Which lines in the records below contain the word "weathered"? Pull out each of them and copy it in full.

-- Start --

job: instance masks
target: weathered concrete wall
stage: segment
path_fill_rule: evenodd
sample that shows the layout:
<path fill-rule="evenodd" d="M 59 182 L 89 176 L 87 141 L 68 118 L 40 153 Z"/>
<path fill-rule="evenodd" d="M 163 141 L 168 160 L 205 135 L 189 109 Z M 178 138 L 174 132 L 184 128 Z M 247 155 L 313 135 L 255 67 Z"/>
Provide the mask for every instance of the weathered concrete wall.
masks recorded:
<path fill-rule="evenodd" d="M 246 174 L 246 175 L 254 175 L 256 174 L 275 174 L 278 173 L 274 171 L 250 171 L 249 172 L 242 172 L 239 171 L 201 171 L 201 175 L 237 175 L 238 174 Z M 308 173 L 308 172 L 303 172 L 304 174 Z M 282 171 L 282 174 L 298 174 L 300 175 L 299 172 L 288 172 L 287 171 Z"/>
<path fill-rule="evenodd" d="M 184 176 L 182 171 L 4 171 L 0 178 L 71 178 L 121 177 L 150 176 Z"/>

-- End --
-- Start --

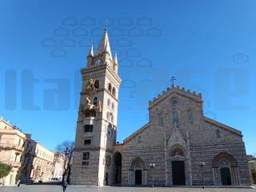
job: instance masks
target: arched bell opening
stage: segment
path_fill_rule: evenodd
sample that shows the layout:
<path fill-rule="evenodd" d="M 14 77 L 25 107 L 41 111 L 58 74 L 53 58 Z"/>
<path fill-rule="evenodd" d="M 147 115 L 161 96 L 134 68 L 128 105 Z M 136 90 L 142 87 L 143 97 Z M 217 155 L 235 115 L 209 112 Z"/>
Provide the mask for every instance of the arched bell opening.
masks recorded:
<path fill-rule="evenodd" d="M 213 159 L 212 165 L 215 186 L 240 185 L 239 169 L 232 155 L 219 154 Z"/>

-- End --

#### THE OUTPUT:
target: weathered concrete wall
Provide the mask for every instance of the weathered concrete wall.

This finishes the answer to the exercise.